- Problem statement:
Copy out the stretch of the essay on Roy Halladay from "That said, it" through "think at all.", word for word.

- Text:
It has taken me a while to get to a place of being able to write this article. News of Roy Halladay’s death seems like a long time ago now in some ways, and very fresh in others. I can remember clearly the feeling of concern as the news leaked that his plane had gone down, and then finally the sadness when it was confirmed that it was him. I first reached out to my fellow fans, and we were able to pool our grief and our memories.
Often, when a celebrity passes away, I find the reaction of their fans to be a bit too much. How can someone have that much emotion over someone they’ve never met? I generally find it difficult to understand celebrity obsession. They are, after all, merely humans like the rest of us. The skills that they are revered for, by and large, seem to me at times to be indicative of a society that has lost perspective on what we should value. Why is the ability to sing, or to play dress up and pretend, or to hit a baseball, valued so much more highly than the life-saving skill of a surgeon or the bravery of a firefighter or the devotion of a cancer researcher? However, when I got the news about Halladay, I began, maybe for the first time, to understand.
I have been an avid sports fan for as much of my life as I can remember. There are times where I do step back and question putting time and money into a business that is getting larger and more greedy every year, filled with people who are getting harder to cheer for. But I keep coming back. Why? I guess it just comes down to the fact that I enjoy it. As I’ve gotten older, I’ve found my love of sports evolving from an obsession with sports to more of a social enjoyment. I used to enjoy the game more for its own sake, watching athletes do the impossible and appreciating people performing at the highest levels. Now I get the most enjoyment out of the shared experience of watching a sport, celebrating a victory, or virtually ‘sharing’ the experience with friends near and far via the wonders of text and social media.
In addition to sports, I have always been a lover of movies, music and TV. Great writing has a way of moving me in very powerful ways. It will play with the emotions. But similar to sports, as I get older, I try to be more aware of finding ways in life to create those moving moments first hand, rather than as a result of sitting back and letting someone else entertain me. Watching sports and entertainment only requires my time and money. Playing sports and engaging with people require much more. I worry sometimes about the amount of time and emotional energy I’ve invested in just watching other people do things.
That said, it is easy to see the appeal of sport. To enjoy watching people do things we could never do. To feel connected to a team, a player, or a country. The interplay between athlete and fan is fascinating. One cannot exist without the other. Some athletes love the limelight. Some take the entertainer role to new heights. Others just simply focus on being the best they can be, either hoping that the fans will appreciate it, or not caring what the fans think at all.
I found myself profoundly impacted by the loss of Roy Halladay, and I was surprised at the impact it had on my life. What made me feel so connected to this man I never met, and only knew existed because he happened to throw a baseball really well, and happened to do it for many years in my home city?

(Collection entries)
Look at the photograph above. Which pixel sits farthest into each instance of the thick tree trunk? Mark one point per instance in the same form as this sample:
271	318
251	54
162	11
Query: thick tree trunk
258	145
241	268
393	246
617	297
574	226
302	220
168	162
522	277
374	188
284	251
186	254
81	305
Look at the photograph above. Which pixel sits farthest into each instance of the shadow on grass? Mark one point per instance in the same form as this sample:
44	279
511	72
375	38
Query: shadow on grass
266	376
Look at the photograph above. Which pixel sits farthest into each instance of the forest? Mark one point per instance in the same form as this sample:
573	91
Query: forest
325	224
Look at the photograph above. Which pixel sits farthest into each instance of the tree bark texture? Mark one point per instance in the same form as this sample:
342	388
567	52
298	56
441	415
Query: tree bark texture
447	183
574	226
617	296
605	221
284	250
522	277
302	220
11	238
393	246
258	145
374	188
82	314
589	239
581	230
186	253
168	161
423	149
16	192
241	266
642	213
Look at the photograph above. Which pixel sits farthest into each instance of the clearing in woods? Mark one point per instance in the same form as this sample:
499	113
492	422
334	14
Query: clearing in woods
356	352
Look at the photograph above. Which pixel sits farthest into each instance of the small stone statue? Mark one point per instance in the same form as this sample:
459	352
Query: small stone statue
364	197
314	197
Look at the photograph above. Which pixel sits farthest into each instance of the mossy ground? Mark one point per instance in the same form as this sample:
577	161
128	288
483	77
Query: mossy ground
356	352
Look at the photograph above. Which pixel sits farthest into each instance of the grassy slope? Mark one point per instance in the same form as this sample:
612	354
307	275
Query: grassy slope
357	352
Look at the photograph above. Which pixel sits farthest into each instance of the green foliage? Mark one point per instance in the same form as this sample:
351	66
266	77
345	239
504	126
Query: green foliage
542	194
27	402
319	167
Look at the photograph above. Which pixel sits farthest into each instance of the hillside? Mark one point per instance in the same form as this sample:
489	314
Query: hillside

- Result below:
That said, it is easy to see the appeal of sport. To enjoy watching people do things we could never do. To feel connected to a team, a player, or a country. The interplay between athlete and fan is fascinating. One cannot exist without the other. Some athletes love the limelight. Some take the entertainer role to new heights. Others just simply focus on being the best they can be, either hoping that the fans will appreciate it, or not caring what the fans think at all.